* **Written exercise 1**
Reproduce the passage on Wisconsin home prices verbatim, between "Wisconsin residents are" and "rate of inflation.", inclusive.

--- begin Selection ---

Limits needed on investor-owned homes

Wisconsin residents are being caught between a rock and a hard place when it comes to ever-increasing home costs.

According to the Wisconsin Realtors Association, the median value of homes in Wisconsin has more than doubled since 2010. In 2010, the median price of a home in Wisconsin was $141,000. In April 2025, the median price of a home in the state was $320,900. The trend shows no sign of stopping, with median home prices showing a price jump between April 2024 and April 2025 at nearly three times the rate of inflation.

With home prices soaring across the state, Wisconsin’s young families are being priced out of home ownership, while longtime residents are seeing steep tax bill increases due to rapidly rising assessments.

The housing market is big and complex. There are many factors that influence housing costs, including supply and demand, availability of low-cost interest rates and material costs. On the national level, and as an increasing factor in Wisconsin, is the growing presence of consolidation of available housing stock by investment companies and hedge funds. Sen. Sarah Keyeski of Lodi is seeking to put limits on hedge funds being able to purchase single-family homes in the state.

--- end Selection ---
--- begin Supplied data ---

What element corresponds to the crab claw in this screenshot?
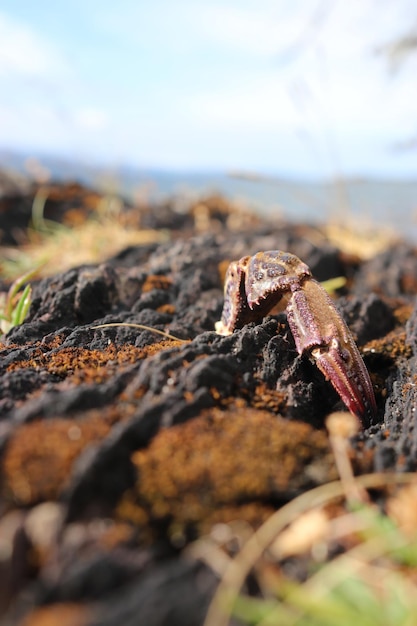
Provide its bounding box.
[287,279,376,425]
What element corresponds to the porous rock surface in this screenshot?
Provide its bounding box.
[0,191,417,626]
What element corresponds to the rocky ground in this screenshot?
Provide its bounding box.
[0,172,417,626]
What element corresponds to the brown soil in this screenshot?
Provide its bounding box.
[0,178,417,626]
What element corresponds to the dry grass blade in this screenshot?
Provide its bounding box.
[91,322,191,343]
[204,473,416,626]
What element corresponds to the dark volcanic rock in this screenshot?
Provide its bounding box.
[0,191,417,626]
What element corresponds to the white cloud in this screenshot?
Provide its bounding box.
[74,107,109,131]
[0,13,65,77]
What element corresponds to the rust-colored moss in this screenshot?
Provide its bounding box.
[363,328,412,361]
[156,304,176,315]
[8,339,183,382]
[250,383,288,413]
[1,405,134,506]
[394,303,414,325]
[142,274,172,293]
[20,603,93,626]
[117,408,334,529]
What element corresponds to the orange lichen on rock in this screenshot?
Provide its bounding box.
[142,274,172,293]
[20,603,93,626]
[363,328,412,360]
[0,407,134,506]
[117,408,335,528]
[8,339,183,378]
[250,384,288,413]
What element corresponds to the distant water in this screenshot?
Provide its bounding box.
[117,172,417,242]
[0,152,417,243]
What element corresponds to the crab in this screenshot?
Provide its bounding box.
[215,250,376,425]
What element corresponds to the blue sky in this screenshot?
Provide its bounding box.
[0,0,417,177]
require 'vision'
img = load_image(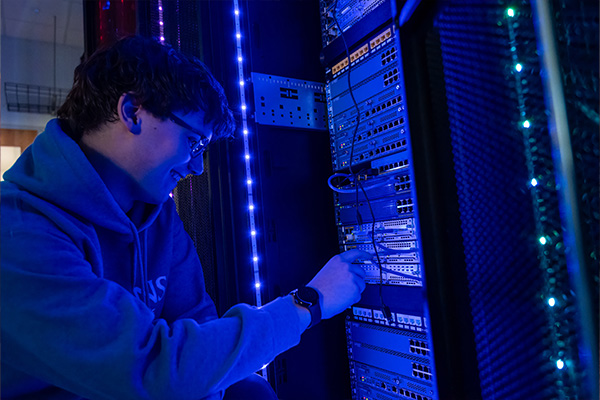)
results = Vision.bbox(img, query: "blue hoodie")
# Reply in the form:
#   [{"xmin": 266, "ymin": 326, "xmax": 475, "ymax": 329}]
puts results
[{"xmin": 0, "ymin": 120, "xmax": 303, "ymax": 400}]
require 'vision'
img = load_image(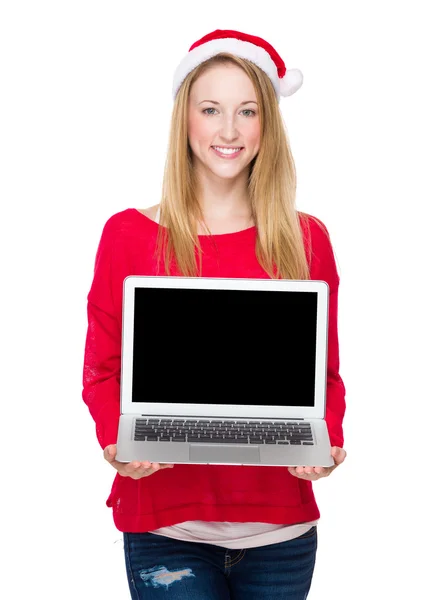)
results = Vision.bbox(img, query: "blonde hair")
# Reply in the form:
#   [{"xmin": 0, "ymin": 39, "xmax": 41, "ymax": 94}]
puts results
[{"xmin": 156, "ymin": 53, "xmax": 312, "ymax": 279}]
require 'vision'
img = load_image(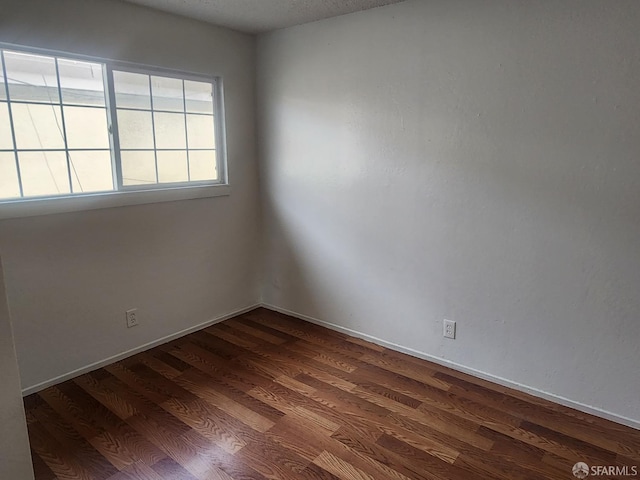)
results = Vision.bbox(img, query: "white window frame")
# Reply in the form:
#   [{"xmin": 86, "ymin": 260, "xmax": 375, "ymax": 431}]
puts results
[{"xmin": 0, "ymin": 42, "xmax": 231, "ymax": 220}]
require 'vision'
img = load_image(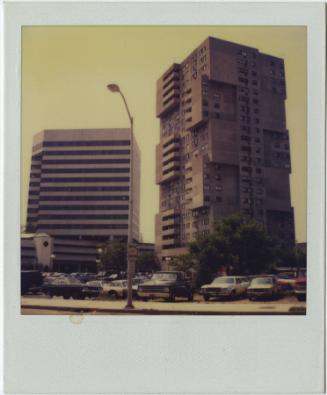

--- end Supplied data ---

* **Written exercise 2**
Set down, character for character, the rows above between the line holding "What element corresponds to the porous" and the line holding "[215,250,376,425]", inclusive, and nothing else.

* **Solution 1**
Wisconsin residents are being caught between a rock and a hard place when it comes to ever-increasing home costs.

According to the Wisconsin Realtors Association, the median value of homes in Wisconsin has more than doubled since 2010. In 2010, the median price of a home in Wisconsin was $141,000. In April 2025, the median price of a home in the state was $320,900. The trend shows no sign of stopping, with median home prices showing a price jump between April 2024 and April 2025 at nearly three times the rate of inflation.

* **Solution 2**
What element corresponds to the porous rock surface in this screenshot?
Provide its bounding box.
[0,191,417,626]
What element corresponds to the rocky ground in this screenshot?
Provide its bounding box.
[0,172,417,626]
What element corresponds to the brown soil in this screenshot?
Provide its bounding box.
[0,178,417,626]
What element corresponds to the dry grass blade in this screenshot?
Provide its bounding box.
[91,322,191,343]
[204,473,416,626]
What element corresponds to the dark volcanic rock in this screenshot?
Provide its bounding box.
[0,191,417,626]
What element corresponds to the white cloud in this screenshot?
Provide its bounding box.
[74,107,109,131]
[0,13,65,77]
What element corresponds to the rust-colored moss in this screenshot?
Provide its bounding box.
[363,328,412,361]
[156,304,176,315]
[8,339,183,382]
[250,383,288,413]
[1,405,134,506]
[394,303,414,325]
[142,274,172,293]
[20,603,93,626]
[117,408,334,529]
What element corresponds to the orange lichen on rock in this screenshot?
Provide its bounding box.
[142,274,172,293]
[20,603,93,626]
[363,328,412,360]
[0,407,134,506]
[117,408,335,528]
[8,339,183,378]
[250,384,288,413]
What element corresponds to the distant water in this screenshot?
Provide its bounding box.
[117,172,417,242]
[0,152,417,243]
What element corresponds to the crab in this screenshot?
Provide its bounding box.
[215,250,376,425]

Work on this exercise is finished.